» **问题描述**
在摘录原文的脚本中，锁文件不存在时会输出什么提示并终止运行？

» **摘录原文**
3. 采集器脚本 (crawler.php)

<?php
// 定义配置文件和锁文件路径
define('CONFIG_FILE', 'config.json');
define('CRAWLER_LOCK_FILE', 'crawler.lock');
define('CRAWLER_LOG_FILE', 'crawler.log');

// 检查锁文件
if (!file_exists(CRAWLER_LOCK_FILE)) {
    die("没有活动的采集任务\n");
}

// 加载配置
$config = json_decode(file_get_contents(CONFIG_FILE), true);
if (!$config) {
    logMessage("无法加载配置");
    exit;
}

// 检查必要配置
if (empty($config['sourceUrl'])) {
    logMessage("未配置源URL");
    exit;
}

// 主循环
while (file_exists(CRAWLER_LOCK_FILE)) {
    $startTime = time();
    
    try {
        logMessage("开始采集周期");
        
        // 1. 采集内容
        $articles = fetchArticles($config['sourceUrl']);
        
        if (!empty($articles)) {
            logMessage(sprintf("采集到 %d 篇文章", count($articles)));
            
            foreach ($articles as $article) {
                // 2. AI改写
                $rewrittenContent = callAIApi(
                    $article['content'],
                    $config['rewriteStyle'],
                    $config['rewriteLevel'],
                    $config['aiApiKey']
                );
                
                if (!$rewrittenContent) {
                    logMessage("文章改写失败: " . $article['title']);
                    continue;
                }
                
                // 3. SEO处理
                $keywords = !empty($config['targetKeywords']) ?

» **收集数据**

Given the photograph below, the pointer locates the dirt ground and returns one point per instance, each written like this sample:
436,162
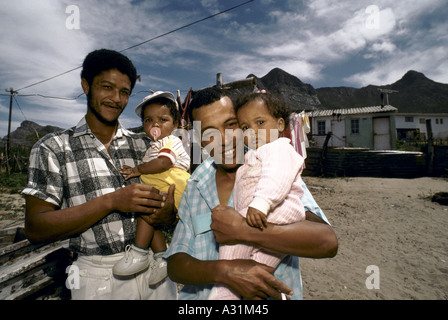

» **本题解答**
没有活动的采集任务